§ **Prompt**
Write the next part of the passage on documenting opioid prescriptions, picking up right after its final sentence.

§ **Passage**
%%

There is an old saying in real estate that the 3 most important features about a property for sale are “location, location, and location.” In medicine, an equivalent aphorism for the best way to avoid legal problems is “document, document, and document.” This is good advice in general but is especially important when prescribing opioids, an action that is increasingly subject to legal scrutiny.
When you first prescribe an opioid for a patient, it is important to document the following:
•Why you believe an opioid is indicated
•How you decided which opioid to prescribe
•How you determined the dosage
•If the patient has a history of substance abuse or you determine may be at increased risk of abusing an opioid, state your rationale for prescribing the medication. Also, document that you have discussed your concerns with the patient.
At every follow-up visit, document the following, as appropriate:
•How the patient is responding to the medication. The goal of treatment for chronic pain is two-fold: to reduce the level of pain and more importantly to improve function. Thus your record should note progress—or the lack thereof—in both of these areas.
•If the patient has not gained sufficient relief and you believe a medication switch is indicated, note why you chose the new opioid
•If the patient is requesting a different opioid before the previous prescription is dated to run out, note the reason for the request and how the balance of the original medication is handled. If you have the facilities to destroy the medication, ask the patient to bring to your office the remaining pills before a new prescription is provided. As an additional level of protection, ask a staff member to witness this step, and to document having done so in the chart (as part of your note). If you do not have the facilities to destroy the medication, ask the patient to return the unused medication to the pharmacy where it was purchased. Note that the new prescription is not to be filled unless the patient returns the unused medications.

%%

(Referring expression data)

%%

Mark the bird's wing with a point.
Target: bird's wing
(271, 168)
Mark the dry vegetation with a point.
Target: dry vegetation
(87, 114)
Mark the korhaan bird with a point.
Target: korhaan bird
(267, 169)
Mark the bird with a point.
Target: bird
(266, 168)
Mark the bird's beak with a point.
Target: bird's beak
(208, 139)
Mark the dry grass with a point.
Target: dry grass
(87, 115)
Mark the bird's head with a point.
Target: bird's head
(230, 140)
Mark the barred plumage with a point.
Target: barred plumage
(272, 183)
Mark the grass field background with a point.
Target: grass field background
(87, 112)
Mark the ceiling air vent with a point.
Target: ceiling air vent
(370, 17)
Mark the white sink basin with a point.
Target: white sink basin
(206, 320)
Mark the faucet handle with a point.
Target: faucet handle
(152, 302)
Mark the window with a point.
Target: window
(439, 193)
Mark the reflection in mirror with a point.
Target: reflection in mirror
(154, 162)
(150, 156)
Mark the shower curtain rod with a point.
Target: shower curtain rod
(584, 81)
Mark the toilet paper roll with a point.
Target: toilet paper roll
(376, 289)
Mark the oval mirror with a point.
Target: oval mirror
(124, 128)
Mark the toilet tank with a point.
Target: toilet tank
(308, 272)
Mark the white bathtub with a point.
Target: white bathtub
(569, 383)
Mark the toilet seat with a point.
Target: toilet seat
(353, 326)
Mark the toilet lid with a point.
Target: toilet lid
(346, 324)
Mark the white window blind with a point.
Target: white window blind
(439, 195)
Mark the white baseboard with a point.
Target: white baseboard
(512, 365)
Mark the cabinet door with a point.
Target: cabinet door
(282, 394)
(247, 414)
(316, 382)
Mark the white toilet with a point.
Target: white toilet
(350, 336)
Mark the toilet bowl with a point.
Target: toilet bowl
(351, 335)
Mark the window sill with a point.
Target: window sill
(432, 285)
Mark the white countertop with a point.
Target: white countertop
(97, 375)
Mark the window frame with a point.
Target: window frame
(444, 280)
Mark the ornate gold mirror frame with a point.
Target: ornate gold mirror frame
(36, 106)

%%

§ **Final answer**
•Discuss any concerns about medication use with the patient
Myths and Reality
Some physicians believe that the less they document, the lower their chances of encountering legal troubles. However, any lawyer or law enforcement official will confirm that this is a myth. The more extensive your documentation, the less likely you are to have problems.
Keeping good records is time consuming and most physicians in fee-for-service practice today would prefer to use this time to see patients and earn a living. However, we would be wise to take a page from our medical training and observe the preventive measures that can keep us in our offices and out of the courtroom.